**Task prompt**
Lines before the one containing "Box the vertical support column." are excluded; retype that line and all remaining lines of the material exactly.

**Data provided**
━━━━━━━━

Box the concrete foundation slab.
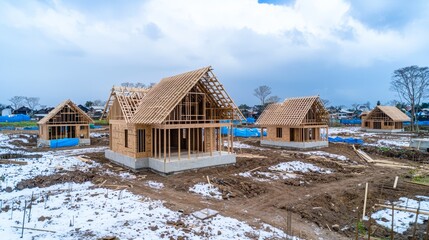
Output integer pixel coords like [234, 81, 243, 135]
[105, 150, 236, 174]
[261, 140, 328, 149]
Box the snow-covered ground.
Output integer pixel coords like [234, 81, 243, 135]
[329, 127, 412, 148]
[90, 132, 109, 138]
[303, 151, 349, 161]
[269, 161, 331, 174]
[0, 182, 292, 240]
[189, 183, 223, 200]
[224, 141, 262, 150]
[145, 180, 164, 190]
[371, 196, 429, 234]
[0, 133, 297, 239]
[239, 161, 330, 182]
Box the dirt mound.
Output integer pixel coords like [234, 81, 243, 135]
[361, 145, 429, 163]
[15, 171, 103, 190]
[212, 177, 267, 199]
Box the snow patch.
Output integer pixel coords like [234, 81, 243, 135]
[304, 151, 349, 161]
[189, 183, 222, 200]
[145, 181, 164, 190]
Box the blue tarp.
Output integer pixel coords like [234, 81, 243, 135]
[90, 124, 103, 129]
[0, 126, 15, 131]
[23, 126, 38, 130]
[50, 138, 79, 148]
[404, 121, 429, 126]
[221, 127, 266, 138]
[340, 119, 362, 125]
[0, 114, 31, 122]
[246, 117, 256, 124]
[328, 136, 364, 144]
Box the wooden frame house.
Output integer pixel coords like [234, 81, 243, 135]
[105, 66, 244, 174]
[361, 106, 410, 132]
[37, 99, 94, 147]
[256, 96, 329, 149]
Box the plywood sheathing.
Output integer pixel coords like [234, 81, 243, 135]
[256, 96, 329, 126]
[365, 106, 410, 122]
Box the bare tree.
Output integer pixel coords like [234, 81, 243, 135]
[391, 65, 429, 131]
[321, 99, 330, 107]
[254, 85, 272, 105]
[9, 96, 25, 110]
[93, 99, 106, 106]
[266, 95, 281, 104]
[121, 82, 134, 87]
[25, 97, 40, 113]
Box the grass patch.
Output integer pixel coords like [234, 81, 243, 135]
[0, 121, 37, 127]
[412, 175, 429, 185]
[94, 119, 108, 125]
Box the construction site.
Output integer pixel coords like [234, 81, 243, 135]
[0, 66, 428, 239]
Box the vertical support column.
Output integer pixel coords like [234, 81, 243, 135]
[158, 128, 161, 159]
[210, 127, 213, 156]
[163, 128, 166, 162]
[219, 127, 222, 155]
[178, 128, 181, 160]
[188, 128, 191, 159]
[227, 126, 230, 153]
[197, 128, 200, 157]
[168, 128, 171, 162]
[230, 124, 234, 153]
[154, 128, 157, 158]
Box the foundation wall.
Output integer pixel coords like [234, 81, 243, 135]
[105, 149, 235, 174]
[261, 140, 328, 149]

━━━━━━━━

**Output of the exercise**
Box the vertical support column.
Output integer pixel coords like [234, 81, 243, 135]
[158, 128, 161, 159]
[210, 127, 213, 156]
[163, 128, 166, 162]
[219, 127, 222, 155]
[178, 128, 181, 160]
[188, 128, 191, 159]
[227, 126, 230, 153]
[197, 128, 200, 157]
[168, 128, 171, 162]
[230, 124, 234, 153]
[154, 128, 157, 158]
Box the foundation wall.
Output integer pixel coords like [234, 81, 243, 135]
[105, 149, 235, 174]
[261, 140, 328, 149]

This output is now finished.